◆ TASK OBJECTIVE
Print the lines below from the line with "In this picture, where can the white background" to the line with "In this picture, where can the thin" exactly, keeping both ends, and print no pictures.
☆ ☆ ☆ ☆ ☆
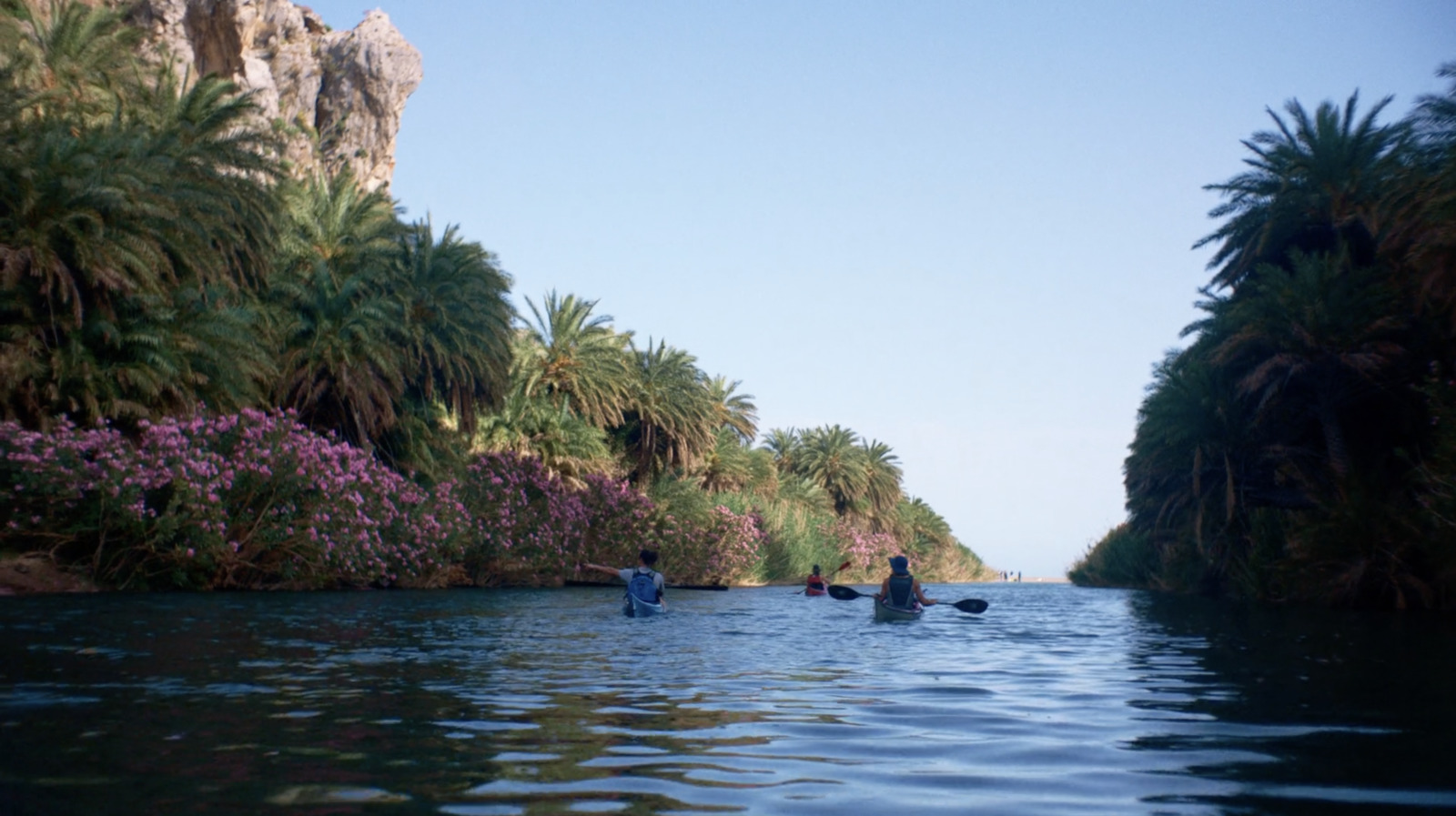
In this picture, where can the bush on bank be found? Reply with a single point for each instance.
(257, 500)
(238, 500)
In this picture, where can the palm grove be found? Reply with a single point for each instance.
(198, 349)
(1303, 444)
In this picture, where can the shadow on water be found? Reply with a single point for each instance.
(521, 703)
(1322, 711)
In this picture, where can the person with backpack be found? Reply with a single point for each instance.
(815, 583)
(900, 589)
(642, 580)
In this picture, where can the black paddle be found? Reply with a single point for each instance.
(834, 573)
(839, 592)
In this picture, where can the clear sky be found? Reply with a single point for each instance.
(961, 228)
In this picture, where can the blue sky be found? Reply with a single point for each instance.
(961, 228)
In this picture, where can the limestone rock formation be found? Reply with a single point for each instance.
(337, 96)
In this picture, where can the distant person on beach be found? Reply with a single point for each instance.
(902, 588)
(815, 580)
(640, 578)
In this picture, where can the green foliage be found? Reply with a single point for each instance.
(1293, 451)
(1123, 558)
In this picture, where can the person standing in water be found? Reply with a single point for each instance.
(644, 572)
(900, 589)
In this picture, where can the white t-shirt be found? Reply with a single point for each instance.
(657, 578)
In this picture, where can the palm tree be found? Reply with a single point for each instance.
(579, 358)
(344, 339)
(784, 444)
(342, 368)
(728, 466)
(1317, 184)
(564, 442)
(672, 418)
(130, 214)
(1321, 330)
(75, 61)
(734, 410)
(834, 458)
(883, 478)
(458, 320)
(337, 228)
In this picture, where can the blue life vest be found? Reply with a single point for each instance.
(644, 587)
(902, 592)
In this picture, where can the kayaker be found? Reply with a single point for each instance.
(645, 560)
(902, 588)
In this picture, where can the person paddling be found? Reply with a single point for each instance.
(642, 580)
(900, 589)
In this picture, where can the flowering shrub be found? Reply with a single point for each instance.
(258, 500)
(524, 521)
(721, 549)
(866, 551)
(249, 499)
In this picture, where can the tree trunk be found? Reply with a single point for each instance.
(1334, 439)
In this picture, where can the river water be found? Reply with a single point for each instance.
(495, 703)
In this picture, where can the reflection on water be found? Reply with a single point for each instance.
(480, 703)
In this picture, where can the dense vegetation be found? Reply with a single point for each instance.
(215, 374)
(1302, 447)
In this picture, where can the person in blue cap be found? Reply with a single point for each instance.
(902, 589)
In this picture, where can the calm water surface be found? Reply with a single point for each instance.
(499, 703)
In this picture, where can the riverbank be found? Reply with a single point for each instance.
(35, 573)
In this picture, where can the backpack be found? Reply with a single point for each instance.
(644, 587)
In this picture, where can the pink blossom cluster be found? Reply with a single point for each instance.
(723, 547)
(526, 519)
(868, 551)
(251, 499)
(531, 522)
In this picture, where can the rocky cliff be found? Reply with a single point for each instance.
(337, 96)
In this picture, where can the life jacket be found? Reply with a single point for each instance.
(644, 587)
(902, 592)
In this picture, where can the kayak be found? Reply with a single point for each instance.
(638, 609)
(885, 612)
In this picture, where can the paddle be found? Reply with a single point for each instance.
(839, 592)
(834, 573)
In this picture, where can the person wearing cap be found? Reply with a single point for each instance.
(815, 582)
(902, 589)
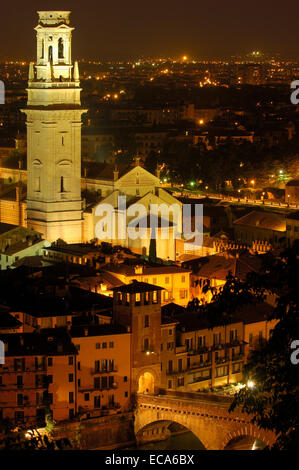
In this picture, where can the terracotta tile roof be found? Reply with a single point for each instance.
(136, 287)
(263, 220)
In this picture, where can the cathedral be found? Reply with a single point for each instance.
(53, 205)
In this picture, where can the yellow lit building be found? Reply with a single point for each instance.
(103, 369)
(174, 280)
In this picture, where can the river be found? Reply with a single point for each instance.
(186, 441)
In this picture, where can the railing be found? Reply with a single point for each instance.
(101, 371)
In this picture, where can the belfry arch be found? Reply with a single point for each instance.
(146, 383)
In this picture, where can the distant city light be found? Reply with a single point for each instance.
☆ ☆ ☆ ☆ ☆
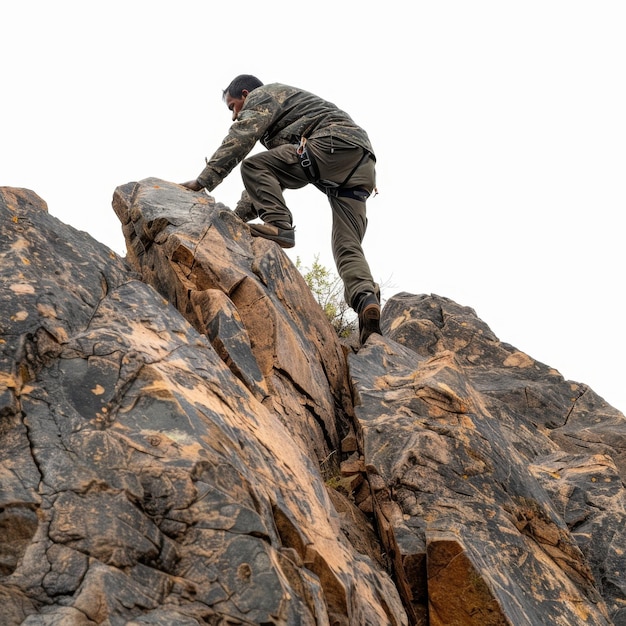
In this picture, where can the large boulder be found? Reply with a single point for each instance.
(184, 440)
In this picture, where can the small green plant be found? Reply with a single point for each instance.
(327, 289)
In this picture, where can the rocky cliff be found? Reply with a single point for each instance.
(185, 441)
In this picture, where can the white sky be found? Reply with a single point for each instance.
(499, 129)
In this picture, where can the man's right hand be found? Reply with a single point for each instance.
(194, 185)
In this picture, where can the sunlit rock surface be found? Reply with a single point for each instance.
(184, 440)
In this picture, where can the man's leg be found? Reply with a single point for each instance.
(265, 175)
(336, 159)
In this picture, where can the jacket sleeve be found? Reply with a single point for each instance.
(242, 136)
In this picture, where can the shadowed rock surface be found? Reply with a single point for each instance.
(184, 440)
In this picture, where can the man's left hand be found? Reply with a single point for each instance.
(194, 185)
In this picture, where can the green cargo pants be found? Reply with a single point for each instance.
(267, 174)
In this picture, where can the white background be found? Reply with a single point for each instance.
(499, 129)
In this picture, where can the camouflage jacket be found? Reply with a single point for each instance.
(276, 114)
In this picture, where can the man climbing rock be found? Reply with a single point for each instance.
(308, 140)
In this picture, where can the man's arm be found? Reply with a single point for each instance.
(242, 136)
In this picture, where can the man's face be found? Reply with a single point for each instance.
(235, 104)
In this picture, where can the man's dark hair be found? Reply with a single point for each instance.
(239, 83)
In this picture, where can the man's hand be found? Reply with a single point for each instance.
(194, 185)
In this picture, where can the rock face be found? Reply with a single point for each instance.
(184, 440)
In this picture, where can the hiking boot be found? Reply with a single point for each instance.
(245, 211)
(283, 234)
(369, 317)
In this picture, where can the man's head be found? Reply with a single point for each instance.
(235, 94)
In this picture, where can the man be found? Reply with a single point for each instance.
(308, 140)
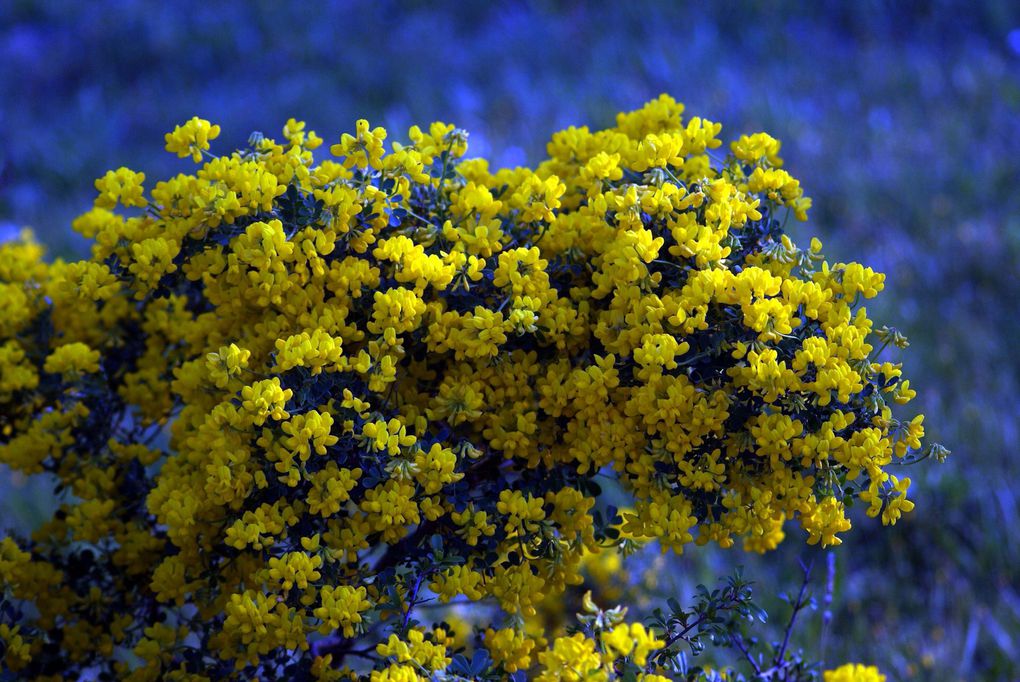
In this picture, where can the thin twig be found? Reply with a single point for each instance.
☆ ☆ ☆ ☆ ☆
◆ RESULT OF THE TASK
In this picture, where can the white background be found? Reply with a single point for each instance.
(499, 129)
In this picture, where can the camouflage jacket be found? Reply with a single point for each instance.
(276, 114)
In this picture, where can the man climbing rock be found? Reply with a single point for each instance.
(308, 140)
In this picture, where can the man's arm be found? Reply with a single point for each instance.
(242, 136)
In this picture, where can the man's face be found? Reply with a single point for each instance.
(235, 104)
In this picture, where can the man's dark hair be found? Reply with a single point for each instance.
(239, 83)
In this picture, where can the man's hand be found? Reply with a single point for each instance.
(194, 185)
In this picture, where can the rock face be found? Reply with a single point for each instance.
(184, 440)
In this picture, where can the hiking boot be found? Reply with a single point for each instance.
(245, 211)
(283, 234)
(369, 317)
In this picture, where can the man's head be found? Reply with a single point for each instance.
(235, 94)
In this picture, where can the man be found? Reply with a single point for each instance.
(308, 140)
In this picture, where can the thin twig be found? Reply with a single point for each instance.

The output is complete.